**GOAL OF THE EXERCISE**
Quote the Sandgate text below word for word, starting at "Sandgate, Vermont" and ending at "Town of Rupert.".

Sandgate, Vermont

 Introduction     Origin     The Terrain     Early Settlers     First Years     Churches     Cemeteries     Schools     Changing Times     Bibliography 

SANDGATE
BENNINGTON COUNTY
VERMONT

          Sandgate lies in the western part of Bennington County. This County forms the southwest corner of the State of Vermont and comprises 17 townships. Sandgate is bounded west by New York State, south by the Town of Arlington, east by the Town of Manchester, and north by the Town of Rupert.

          Before the days of white settlers, Indian trails crossed the town. One of their camping grounds was reputedly located on Indian Creek, or "Chunks' Creek" (named after an Indian called "Chunks") now the farm of William T. Schwarz, on the Sandgate Ridge of the Taconic Mountain Range, at West Sandgate. "Cold Spring," where the camp grounds were, is the source of Chunk's Creek.

          From the Cold Spring Camping Ground, the Indian Trail ran along the Taconic Range, Sandgate Ridge, Moffitt Mountain, Bear Mountain, the pretty valley of the Green River, and over Equinox Mountain to their camp ground on Tanner Brook, which was located in the valley between Skinner Hollow and Cook Hollow, about three miles southwest of Manchester. It seems fair to assume that the name "Equinox" is an Anglicized version of the original Indian name Ekwanok, meaning "the very top" or the "place where the very top is."

          Three caves were used by the Indians in this area, two being wholly in the township of Sandgate, and one on the boundary line of Sandgate and Arlington. The first two, Moffitt Hollow and Kate Hollow, are located in the section known as Beartown. Moffitt Hollow Cave is the source of Indian Brook, which, in turn, is the source of Covey Brook, a feeder stream of the Green River. Kate Hollow Cave, located in the foothills southwest of Equinox Mountain, is the source of a small brook that also is a feeder brook of the Green River. The third cave is known as the Wyman Cave. It is located in Red Mountain, near the Raven Rocks at the southeast town line of Sandgate and the northwest town line of Arlington. Red Mountain, which derives its name from the Indians, is a source of several feeder streams of the Batten Kill.

Stored items

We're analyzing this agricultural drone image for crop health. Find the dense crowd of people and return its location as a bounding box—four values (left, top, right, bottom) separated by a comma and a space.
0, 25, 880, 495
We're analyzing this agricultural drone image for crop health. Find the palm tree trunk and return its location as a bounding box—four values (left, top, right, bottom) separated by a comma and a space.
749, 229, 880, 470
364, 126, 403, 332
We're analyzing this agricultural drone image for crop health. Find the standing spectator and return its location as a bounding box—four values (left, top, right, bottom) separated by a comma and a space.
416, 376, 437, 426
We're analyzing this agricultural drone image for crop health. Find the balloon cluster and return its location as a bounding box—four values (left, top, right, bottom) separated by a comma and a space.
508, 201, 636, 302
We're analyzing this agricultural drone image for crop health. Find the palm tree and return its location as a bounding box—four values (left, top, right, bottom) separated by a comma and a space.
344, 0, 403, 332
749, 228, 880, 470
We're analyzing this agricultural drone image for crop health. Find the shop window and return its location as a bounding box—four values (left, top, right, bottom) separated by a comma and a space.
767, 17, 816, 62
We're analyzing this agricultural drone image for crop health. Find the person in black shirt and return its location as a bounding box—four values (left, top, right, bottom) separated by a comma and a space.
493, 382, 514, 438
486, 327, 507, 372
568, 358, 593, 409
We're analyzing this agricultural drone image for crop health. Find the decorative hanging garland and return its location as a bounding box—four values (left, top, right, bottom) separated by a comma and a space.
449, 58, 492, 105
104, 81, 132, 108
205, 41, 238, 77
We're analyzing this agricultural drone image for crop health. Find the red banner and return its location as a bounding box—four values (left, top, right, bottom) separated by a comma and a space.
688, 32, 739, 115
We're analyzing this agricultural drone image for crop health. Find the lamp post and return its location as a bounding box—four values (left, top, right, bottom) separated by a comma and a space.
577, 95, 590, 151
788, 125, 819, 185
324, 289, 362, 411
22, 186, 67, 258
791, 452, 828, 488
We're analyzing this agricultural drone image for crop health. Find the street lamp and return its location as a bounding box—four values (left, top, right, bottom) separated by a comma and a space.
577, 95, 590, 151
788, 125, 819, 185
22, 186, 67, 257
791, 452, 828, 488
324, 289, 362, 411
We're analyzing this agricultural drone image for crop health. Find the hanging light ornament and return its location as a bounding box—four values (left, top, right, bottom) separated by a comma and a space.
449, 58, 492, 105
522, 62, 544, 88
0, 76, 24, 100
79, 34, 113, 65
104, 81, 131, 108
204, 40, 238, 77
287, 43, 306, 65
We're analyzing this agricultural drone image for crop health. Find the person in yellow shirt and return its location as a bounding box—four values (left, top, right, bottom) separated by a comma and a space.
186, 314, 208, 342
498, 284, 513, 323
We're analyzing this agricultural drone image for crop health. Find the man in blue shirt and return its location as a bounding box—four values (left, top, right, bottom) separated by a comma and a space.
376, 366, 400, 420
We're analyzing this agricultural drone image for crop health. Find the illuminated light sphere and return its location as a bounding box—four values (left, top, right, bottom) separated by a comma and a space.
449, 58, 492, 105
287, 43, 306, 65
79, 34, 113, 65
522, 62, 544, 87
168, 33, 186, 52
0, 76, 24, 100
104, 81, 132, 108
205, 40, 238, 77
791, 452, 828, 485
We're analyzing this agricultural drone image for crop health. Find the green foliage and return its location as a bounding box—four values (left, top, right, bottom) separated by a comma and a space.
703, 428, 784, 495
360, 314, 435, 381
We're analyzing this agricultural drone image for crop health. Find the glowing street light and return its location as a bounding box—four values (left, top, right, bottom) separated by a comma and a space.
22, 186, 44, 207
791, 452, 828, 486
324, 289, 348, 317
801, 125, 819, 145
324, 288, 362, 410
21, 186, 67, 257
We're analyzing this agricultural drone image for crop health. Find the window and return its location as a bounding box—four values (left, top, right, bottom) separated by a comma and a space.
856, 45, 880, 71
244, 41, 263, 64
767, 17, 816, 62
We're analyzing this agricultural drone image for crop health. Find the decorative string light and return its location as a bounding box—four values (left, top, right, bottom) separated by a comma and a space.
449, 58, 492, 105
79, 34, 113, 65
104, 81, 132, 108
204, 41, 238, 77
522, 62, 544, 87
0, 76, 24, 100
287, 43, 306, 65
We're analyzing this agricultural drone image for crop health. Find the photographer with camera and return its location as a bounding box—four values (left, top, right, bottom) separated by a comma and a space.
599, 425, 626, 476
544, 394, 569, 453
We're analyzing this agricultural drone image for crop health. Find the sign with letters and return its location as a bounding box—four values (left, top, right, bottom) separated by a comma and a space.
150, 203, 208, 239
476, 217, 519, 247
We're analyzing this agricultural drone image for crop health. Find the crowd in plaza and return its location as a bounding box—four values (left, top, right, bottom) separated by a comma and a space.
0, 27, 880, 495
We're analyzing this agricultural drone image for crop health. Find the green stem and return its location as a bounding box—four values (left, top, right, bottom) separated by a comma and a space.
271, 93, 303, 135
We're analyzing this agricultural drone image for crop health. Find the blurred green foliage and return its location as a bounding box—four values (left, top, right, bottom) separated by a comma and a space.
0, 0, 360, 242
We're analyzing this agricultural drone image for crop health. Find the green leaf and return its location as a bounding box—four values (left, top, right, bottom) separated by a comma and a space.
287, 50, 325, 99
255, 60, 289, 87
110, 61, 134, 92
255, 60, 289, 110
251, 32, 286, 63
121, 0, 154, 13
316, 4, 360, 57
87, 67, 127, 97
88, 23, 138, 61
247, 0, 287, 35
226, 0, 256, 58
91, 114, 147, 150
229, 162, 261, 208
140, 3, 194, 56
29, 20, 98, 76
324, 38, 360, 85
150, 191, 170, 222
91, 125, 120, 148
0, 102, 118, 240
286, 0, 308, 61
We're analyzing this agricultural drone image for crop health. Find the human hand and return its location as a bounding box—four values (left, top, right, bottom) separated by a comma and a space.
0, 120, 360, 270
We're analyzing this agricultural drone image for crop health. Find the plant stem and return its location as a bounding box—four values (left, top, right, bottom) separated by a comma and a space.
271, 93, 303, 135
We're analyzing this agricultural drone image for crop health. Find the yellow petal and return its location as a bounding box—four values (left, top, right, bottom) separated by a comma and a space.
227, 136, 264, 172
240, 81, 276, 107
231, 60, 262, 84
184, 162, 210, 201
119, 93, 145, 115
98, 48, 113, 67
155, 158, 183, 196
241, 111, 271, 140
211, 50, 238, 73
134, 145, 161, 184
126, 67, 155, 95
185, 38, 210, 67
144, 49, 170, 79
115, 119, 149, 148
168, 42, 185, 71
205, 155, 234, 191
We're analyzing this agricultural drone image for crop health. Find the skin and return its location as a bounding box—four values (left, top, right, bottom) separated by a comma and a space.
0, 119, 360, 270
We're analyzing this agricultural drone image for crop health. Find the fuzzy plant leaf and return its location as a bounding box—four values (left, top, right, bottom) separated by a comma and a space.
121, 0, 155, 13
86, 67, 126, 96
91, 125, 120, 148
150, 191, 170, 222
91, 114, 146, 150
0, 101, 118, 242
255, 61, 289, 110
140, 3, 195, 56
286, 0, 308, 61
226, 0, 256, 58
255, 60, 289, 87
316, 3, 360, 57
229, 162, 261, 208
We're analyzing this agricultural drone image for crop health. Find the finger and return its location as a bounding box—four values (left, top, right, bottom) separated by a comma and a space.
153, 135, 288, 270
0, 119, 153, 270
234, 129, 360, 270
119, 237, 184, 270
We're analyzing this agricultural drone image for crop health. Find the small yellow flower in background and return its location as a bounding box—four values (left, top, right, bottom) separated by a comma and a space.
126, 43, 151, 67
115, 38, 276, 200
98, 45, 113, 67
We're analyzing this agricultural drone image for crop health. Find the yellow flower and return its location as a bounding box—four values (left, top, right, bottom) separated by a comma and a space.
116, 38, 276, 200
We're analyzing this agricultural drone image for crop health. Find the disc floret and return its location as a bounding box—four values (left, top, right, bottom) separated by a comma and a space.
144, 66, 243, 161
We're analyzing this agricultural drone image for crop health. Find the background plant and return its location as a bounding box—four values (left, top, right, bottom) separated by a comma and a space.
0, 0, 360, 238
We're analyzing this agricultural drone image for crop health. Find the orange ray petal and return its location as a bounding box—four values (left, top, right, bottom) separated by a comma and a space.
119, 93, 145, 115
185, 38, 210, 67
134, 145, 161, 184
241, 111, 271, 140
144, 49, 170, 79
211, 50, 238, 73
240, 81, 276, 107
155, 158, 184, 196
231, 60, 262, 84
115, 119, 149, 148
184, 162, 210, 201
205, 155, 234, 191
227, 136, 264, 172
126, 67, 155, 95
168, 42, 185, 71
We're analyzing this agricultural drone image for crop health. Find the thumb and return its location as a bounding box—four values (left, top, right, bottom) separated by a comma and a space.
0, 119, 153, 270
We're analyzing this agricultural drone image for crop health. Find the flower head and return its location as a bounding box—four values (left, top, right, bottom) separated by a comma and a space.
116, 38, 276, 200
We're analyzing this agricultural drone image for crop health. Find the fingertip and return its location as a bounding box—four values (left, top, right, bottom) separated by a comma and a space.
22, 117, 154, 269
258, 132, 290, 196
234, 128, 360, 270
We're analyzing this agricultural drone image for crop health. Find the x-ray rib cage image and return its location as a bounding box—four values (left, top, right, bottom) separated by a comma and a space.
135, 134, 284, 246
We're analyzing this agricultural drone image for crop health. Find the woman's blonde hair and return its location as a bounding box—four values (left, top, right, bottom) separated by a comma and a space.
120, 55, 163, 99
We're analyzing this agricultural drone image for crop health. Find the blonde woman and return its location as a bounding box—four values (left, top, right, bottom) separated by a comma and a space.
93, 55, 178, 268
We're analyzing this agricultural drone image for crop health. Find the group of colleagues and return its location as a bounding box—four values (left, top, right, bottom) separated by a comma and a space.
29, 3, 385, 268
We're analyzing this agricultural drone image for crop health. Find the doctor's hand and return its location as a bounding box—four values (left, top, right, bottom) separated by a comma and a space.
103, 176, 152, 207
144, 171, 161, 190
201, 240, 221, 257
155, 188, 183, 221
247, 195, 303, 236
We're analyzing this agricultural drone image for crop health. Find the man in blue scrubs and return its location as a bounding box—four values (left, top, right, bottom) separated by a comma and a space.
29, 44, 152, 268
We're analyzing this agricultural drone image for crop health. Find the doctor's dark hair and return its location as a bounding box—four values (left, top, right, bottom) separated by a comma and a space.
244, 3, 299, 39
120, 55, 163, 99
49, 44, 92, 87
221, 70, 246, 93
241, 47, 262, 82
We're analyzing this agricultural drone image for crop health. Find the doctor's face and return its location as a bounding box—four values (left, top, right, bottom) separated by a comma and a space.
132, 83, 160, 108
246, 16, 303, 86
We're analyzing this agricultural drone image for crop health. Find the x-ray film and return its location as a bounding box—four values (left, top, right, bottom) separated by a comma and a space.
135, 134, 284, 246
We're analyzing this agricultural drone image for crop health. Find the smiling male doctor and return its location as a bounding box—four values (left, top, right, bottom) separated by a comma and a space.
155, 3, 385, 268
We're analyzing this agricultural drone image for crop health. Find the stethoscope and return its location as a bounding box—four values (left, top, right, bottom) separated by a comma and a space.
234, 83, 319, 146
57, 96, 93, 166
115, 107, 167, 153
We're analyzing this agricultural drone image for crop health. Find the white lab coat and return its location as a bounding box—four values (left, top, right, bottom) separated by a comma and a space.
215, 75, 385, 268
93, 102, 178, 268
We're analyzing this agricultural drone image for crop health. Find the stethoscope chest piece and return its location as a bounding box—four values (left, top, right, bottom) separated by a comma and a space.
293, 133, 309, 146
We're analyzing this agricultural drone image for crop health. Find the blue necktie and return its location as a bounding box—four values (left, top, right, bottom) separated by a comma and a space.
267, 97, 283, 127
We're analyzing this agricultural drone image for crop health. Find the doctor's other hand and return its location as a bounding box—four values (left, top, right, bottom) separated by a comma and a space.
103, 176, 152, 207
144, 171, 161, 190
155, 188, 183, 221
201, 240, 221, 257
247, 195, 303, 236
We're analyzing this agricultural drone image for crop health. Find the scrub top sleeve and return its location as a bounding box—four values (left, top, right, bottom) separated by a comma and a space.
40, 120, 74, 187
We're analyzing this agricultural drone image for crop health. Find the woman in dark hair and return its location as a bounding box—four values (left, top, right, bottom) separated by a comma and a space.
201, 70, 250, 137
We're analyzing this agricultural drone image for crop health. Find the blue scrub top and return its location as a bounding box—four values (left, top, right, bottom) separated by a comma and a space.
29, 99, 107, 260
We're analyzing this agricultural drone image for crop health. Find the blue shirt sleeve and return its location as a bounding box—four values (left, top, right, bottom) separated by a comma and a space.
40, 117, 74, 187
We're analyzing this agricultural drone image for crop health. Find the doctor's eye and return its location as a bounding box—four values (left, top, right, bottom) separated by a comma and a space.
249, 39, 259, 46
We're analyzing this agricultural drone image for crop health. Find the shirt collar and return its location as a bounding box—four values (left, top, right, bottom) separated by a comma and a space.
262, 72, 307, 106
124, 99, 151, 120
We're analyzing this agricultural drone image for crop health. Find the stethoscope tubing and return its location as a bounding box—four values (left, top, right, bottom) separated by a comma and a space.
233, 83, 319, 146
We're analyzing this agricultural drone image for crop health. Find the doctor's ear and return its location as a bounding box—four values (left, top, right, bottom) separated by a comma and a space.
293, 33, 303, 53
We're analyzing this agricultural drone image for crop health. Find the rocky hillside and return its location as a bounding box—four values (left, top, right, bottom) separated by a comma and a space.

**ANSWER TO THIS TASK**
Sandgate, Vermont

 Introduction     Origin     The Terrain     Early Settlers     First Years     Churches     Cemeteries     Schools     Changing Times     Bibliography 

SANDGATE
BENNINGTON COUNTY
VERMONT

          Sandgate lies in the western part of Bennington County. This County forms the southwest corner of the State of Vermont and comprises 17 townships. Sandgate is bounded west by New York State, south by the Town of Arlington, east by the Town of Manchester, and north by the Town of Rupert.